* begin PROVIDED TEXT *

Catherine Bateson (born 1960 in Sydney) is an Australian writer.

Career 
Born in Sydney in 1960, Bateson grew up in a second-hand bookshop in Brisbane. She attained a Bachelor of Arts from the University of Queensland, with a major in art history.
 
Her first published novel was Painted Love Letters, a portrait of a family coping with death. She has published two volumes of poetry, and three verse novels for young adults using a variety of poetic forms including haiku, free verse, free renga and acrostic.

Bateson has taught creative writing for the past thirteen years, and has been a guest writer at many schools. Her work has been read on radio and featured on television. She has also appeared at various poetry and writers festivals throughout Australia. She coordinated La Mama Poetica at La Mama Theatre in Melbourne.

Bateson is the mother of two children, Alasdair, born in 1991 and Helen, born 1992.

She currently teaches creative writing at GippsTafe, Victoria and lives in the Dandenong Ranges, Victoria.

Bibliography 
 Pomegranates from the Underworld (1990)
 The Vigilant Heart (1998)
 A Dangerous Girl (2000) ( Catherine's 1st published novel )
 The Year It All Happened (2001)
 Painted Love Letters (2002)
 Rain May and Captain Daniel (2002)
 The Airdancer of Glass (2004)
 Millie and the Night Heron (2005)
 His Name in Fire (2006)

* end PROVIDED TEXT *
* begin DATA SECTION *

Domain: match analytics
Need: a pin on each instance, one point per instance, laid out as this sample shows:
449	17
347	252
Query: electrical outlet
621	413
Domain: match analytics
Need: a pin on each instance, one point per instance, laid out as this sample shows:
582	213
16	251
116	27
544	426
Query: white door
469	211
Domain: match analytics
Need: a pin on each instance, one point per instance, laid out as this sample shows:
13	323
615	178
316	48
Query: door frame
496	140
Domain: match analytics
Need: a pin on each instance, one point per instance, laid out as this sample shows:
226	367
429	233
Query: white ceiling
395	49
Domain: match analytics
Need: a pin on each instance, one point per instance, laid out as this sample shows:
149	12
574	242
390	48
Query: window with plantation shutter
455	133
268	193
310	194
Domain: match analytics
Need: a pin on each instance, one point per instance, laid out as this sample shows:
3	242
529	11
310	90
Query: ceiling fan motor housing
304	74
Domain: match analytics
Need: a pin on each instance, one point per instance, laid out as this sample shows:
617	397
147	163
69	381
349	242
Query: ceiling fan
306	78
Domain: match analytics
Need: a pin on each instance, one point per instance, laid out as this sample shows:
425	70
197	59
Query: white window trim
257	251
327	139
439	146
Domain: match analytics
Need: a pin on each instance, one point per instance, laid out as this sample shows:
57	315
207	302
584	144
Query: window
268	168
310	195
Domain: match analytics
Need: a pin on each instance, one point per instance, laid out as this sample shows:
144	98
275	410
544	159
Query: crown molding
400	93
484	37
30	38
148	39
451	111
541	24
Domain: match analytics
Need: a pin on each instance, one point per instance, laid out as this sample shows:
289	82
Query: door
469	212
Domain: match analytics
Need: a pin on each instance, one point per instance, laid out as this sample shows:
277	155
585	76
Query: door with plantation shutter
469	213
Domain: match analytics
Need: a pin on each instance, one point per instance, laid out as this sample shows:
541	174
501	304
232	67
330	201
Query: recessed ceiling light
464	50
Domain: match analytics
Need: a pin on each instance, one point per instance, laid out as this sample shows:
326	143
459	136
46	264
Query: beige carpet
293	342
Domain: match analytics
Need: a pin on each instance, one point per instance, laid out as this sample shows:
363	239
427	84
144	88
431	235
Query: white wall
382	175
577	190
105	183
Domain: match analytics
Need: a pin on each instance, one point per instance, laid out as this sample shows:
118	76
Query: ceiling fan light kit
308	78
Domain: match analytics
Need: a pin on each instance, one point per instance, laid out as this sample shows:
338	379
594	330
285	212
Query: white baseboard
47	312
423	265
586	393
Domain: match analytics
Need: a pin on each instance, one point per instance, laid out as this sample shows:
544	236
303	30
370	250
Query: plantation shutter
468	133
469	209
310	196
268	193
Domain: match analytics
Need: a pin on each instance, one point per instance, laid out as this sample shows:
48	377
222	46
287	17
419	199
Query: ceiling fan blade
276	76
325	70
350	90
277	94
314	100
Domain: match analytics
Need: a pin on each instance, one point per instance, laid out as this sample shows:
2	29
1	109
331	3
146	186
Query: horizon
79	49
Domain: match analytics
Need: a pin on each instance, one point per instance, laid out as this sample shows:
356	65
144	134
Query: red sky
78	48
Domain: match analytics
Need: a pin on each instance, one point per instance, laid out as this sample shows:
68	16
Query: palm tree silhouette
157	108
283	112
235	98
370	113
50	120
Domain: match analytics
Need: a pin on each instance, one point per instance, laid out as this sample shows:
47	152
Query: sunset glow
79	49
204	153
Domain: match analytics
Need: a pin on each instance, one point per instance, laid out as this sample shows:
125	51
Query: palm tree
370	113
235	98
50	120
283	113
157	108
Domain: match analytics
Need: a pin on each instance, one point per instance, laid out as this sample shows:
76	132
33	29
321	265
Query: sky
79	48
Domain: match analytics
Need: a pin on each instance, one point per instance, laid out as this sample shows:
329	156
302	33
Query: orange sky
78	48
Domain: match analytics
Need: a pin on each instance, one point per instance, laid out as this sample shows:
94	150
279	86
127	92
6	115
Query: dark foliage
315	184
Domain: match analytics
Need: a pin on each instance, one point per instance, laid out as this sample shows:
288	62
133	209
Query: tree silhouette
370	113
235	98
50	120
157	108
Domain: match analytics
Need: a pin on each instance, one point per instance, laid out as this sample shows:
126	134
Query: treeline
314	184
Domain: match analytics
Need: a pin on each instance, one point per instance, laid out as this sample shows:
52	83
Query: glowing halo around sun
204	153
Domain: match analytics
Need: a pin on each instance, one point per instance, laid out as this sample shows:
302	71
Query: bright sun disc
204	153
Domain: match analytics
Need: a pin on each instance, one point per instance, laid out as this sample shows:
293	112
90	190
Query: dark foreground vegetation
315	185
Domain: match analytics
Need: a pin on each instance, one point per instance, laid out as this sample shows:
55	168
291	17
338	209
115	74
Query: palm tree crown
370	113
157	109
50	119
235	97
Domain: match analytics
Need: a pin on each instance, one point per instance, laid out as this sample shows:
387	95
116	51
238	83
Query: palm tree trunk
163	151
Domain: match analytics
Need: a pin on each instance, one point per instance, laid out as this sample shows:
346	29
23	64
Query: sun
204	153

* end DATA SECTION *

● **EXERCISE DESCRIPTION**
Print the text about Catherine Bateson in full, word for word. Rely solely on the text about Catherine Bateson, not on the data.

● **EXERCISE SOLUTION**
Catherine Bateson (born 1960 in Sydney) is an Australian writer.

Career 
Born in Sydney in 1960, Bateson grew up in a second-hand bookshop in Brisbane. She attained a Bachelor of Arts from the University of Queensland, with a major in art history.
 
Her first published novel was Painted Love Letters, a portrait of a family coping with death. She has published two volumes of poetry, and three verse novels for young adults using a variety of poetic forms including haiku, free verse, free renga and acrostic.

Bateson has taught creative writing for the past thirteen years, and has been a guest writer at many schools. Her work has been read on radio and featured on television. She has also appeared at various poetry and writers festivals throughout Australia. She coordinated La Mama Poetica at La Mama Theatre in Melbourne.

Bateson is the mother of two children, Alasdair, born in 1991 and Helen, born 1992.

She currently teaches creative writing at GippsTafe, Victoria and lives in the Dandenong Ranges, Victoria.

Bibliography 
 Pomegranates from the Underworld (1990)
 The Vigilant Heart (1998)
 A Dangerous Girl (2000) ( Catherine's 1st published novel )
 The Year It All Happened (2001)
 Painted Love Letters (2002)
 Rain May and Captain Daniel (2002)
 The Airdancer of Glass (2004)
 Millie and the Night Heron (2005)
 His Name in Fire (2006)